TASKS AND EXERCISES —
1 - Quote the passage from the SQL Monitor custom metrics article starting at "The Cache Memory" and ending at "the collection frequency.".
2 - In the SQL Monitor custom metrics article, which database does the PowerShell test harness run its queries against?
3 - Carry on the SQL Monitor custom metrics article from the point where it stops.

PASSAGE FOR REVIEW —
A custom metric for SQL Monitor is written in SQL and, as noted above, should return a single integer. Ideally, it should be based on an origin of zero, but we can’t do that because Ad-hoc queries always exist in databases. Also, the objtype column (see Listing 1) is an NVARCHAR so we’ll need to convert it, to use it as a custom monitor. Listing 4 shows our take on Percentage of Ad-Hoc Queries.

Listing 4

This gives you an indication of the percentage of ad-hoc queries being used on the server, a high percentage in a working server indicates that an application is failing to parameterize queries.

The Cache Memory Used (MB) and Execution Reuse custom metrics can be created as shown in Listings 2 and 3.

You may need more complicated metrics such as one that quantifies just the plans cached in the previous few minutes. I use these three just as an illustration of what’s possible.

Loading the metrics into SQL Monitor

Just click on Configuration in the main menu, then Custom Metrics, and follow the wizard. I’ll step through it for Percentage of Ad-Hoc Queries but the process for the other two is the same. Give the metric a name and description, simply paste in the query from Listing 4.

Figure 1

On the lower half of the screen, we identify the servers and database on which we wish to collect the metric, and the collection frequency.

Figure 2

If all has gone well, for all three metrics, the three custom metric controls appear.

Figure 3

Testing the metrics

How can we test these out? It isn’t really that simple because it needs realistic workload traffic. Instead, I’ve created a PowerShell test harness to run queries in parallel, across separate sessions, against the AdventureWorks2016 database. I’ll show the code for the test harness later, after you’ve seen the results it produces.

The strategy I use is as follows:

  1. Clear out the cache
  2. Run some normal prepared queries against AdventureWorks, at random intervals, using a lot of different parameter values (25 mins).
  3. Run the same queries, but this time unparameterized (20 mins)
  4. Inspect the damage in SQL Monitor

With this test harness, we can very quickly decide whether a custom metric, or combinations of custom metrics, can spot the sudden use of lots of unparameterized queries. As a spoiler, the built-in metrics such as Compilations/sec can’t spot this easily, but we will see if our custom metrics do better.

First, make sure all three metrics are enabled in SQL Monitor, although we’ll check our test harness independently, as we go. We start by clearing out the cache.

Listing 5

And we have this proportion of plan types in the cache.

Figure 4

We then set the test harness in motion, which earnestly gathers the AdventureWorks data, running four independent processes in parallel. There is no magic in the number 4; you can scale this up if you have the necessary hardware.

Figure 5

Watching the parts lists of AdventureWorks bicycles and their purchasers scrolling past is soothingly hypnotic. Once the parameterised queries have run, after 25 mins, this is the proportion of Ad-hoc queries.

Figure 6

Twenty minutes later, the unparameterized queries have run and this is now the proportion of Ad-hoc queries.

MATERIAL SUPPLIED —
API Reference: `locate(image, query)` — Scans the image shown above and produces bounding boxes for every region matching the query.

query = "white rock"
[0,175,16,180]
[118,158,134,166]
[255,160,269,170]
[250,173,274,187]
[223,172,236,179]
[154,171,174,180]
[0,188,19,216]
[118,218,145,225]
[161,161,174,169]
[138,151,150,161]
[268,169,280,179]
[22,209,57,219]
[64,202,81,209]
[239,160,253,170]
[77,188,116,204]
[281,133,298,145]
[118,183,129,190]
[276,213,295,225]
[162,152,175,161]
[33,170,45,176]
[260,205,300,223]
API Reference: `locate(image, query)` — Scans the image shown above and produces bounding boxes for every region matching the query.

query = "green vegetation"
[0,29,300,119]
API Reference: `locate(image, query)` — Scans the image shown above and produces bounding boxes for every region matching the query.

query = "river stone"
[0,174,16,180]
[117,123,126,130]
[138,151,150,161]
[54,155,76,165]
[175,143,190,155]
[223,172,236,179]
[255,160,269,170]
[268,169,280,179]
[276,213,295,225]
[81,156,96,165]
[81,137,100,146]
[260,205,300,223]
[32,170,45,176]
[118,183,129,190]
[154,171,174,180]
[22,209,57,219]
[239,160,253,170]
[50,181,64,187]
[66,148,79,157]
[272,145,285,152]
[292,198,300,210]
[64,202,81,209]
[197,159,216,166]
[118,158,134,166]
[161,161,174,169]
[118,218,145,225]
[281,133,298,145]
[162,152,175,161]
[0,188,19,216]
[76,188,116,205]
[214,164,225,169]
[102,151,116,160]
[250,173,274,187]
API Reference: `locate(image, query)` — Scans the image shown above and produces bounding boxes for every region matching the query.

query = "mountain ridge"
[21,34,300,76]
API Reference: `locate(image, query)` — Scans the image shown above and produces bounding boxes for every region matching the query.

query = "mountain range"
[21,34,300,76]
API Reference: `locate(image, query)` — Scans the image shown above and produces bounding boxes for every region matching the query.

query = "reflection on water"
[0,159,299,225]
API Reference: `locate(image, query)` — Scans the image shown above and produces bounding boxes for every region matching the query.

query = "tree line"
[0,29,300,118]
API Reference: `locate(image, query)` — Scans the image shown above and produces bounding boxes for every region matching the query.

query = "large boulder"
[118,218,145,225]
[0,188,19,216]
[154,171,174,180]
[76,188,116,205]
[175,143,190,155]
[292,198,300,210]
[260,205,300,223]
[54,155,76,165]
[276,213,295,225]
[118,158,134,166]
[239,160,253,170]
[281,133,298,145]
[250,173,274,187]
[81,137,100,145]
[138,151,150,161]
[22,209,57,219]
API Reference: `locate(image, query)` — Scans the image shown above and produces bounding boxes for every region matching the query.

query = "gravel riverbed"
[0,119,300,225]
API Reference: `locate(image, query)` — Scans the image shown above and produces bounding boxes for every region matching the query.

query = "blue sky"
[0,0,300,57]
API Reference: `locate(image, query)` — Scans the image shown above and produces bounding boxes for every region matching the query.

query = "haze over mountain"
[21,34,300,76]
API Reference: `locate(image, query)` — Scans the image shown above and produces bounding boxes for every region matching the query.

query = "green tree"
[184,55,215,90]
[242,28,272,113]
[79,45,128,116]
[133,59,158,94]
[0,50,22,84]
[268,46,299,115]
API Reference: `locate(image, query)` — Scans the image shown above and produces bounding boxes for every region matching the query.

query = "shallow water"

ANSWERS BY ITEM —
1 -
The Cache Memory Used (MB) and Execution Reuse custom metrics can be created as shown in Listings 2 and 3.

You may need more complicated metrics such as one that quantifies just the plans cached in the previous few minutes. I use these three just as an illustration of what’s possible.

Loading the metrics into SQL Monitor

Just click on Configuration in the main menu, then Custom Metrics, and follow the wizard. I’ll step through it for Percentage of Ad-Hoc Queries but the process for the other two is the same. Give the metric a name and description, simply paste in the query from Listing 4.

Figure 1

On the lower half of the screen, we identify the servers and database on which we wish to collect the metric, and the collection frequency.

2 - AdventureWorks2016

3 -
Figure 7

It looks as if the switch from parameterised queries to unparameterized queries is having a bad effect on the cache, so let’s look at a plot of the graph for all three metrics, in SQL Monitor. The harness started to run at 16.13, and finished at 16.53.

Figure 8

Cache memory used – shows an initial climb, as the prepared statements were put in cache, and then the memory requirement in cache steadied for the first part of the test, because the same queries were reused repeatedly with different parameters. After 25 minutes, the good queries were replaced by the bad ‘uns. The unparameterized ad-hoc queries rode into town and you see a huge increase in cache memory, until this is detected by SQL Server and the strategy is changed. Cache memory still increased from then on, but at a gentler rate.

Execution Reuse – After an initial jump, it declines steadily over time until it ends up at 94.3%.

Percentage of Ad-hoc Queries – seems the most sensitive metric to the sudden influx of Ad-hoc queries. It makes a spectacular leap up to 59% before dropping back, in light of SQL Server’s response to the memory pressure, which trims the plan cache to preserve space. This causes a drop in the percentage of queries, but then it rises again.

If you repeat the test without clearing the cache, you no longer see the dramatic effect because the server has successfully reacted to the high ad-hoc query count, and even the ad-hoc queries used in the test harness can reuse existing plans. After all, there were only four basic queries. All we’re doing is demonstrating the principles.

A real application will issue a vast range of queries, which happen at different times, rather than continuously. You might need a week’s monitoring to spot where the problem happens. It may be just in a weekly reconciliation or reporting routine. I once had a problem with a server that happened only at three o’clock in the morning on a Saturday. This is where an application like SQL Monitor can help.

These metrics deal directly with changes in the quantity or proportion of ad-hoc queries, but it is a good idea to look out for the more general symptoms that signal the chronic phase of cache bloat and excessive compilation. There are certain metrics that will show changes in the rate of compilations, such as the SQL Server metrics of Batch Request/sec and SQL Compilation/sec, and with rising pressure on memory, you’ll see an effect on Page Life Expectancy, Free List Stalls/sec, and Lazy Writes/sec. There are a couple of existing custom metrics as well such as Buffer Pressure or SQL Cache Memory to verify that there is memory pressure.

Finding the problem queries

At this point, you can use a query such as the one in Listing 6 to find the queries that are causing problems. By changing the search conditions and the order, you can flush out the Ad-hoc critters that could be parameterized.

There are several useful columns, such as the time the plan was created, and the time it was last used (last_execution_time). This can help to line up the prime suspects, because the graph tells us when the crime was committed. In this case, I’ve specified just the queries that involve a particular table by filtering for the word ‘product’, but you can filter out queries in many other ways.

Listing 6

The PowerShell test harness

This Powershell test harness is just a sketch of the real thing; I just did enough to show how it can be used to investigate the effect RBAR process that should, at the very least, be parameterised.

The top-level PowerShell app is very simple. Normally, I’d also be doing a build and tear-down, including all the SQL code. This script merely controls the worker queries that simulate the application’s workload. It starts the prepared queries, waits as they repeatedly execute against the server, and then stops them and starts the ad-hoc versions, waits as they repeatedly execute against the server, and then stops them.

Listing 7

You can use this PowerShell app to run any number of quires in parallel, each on a separate process.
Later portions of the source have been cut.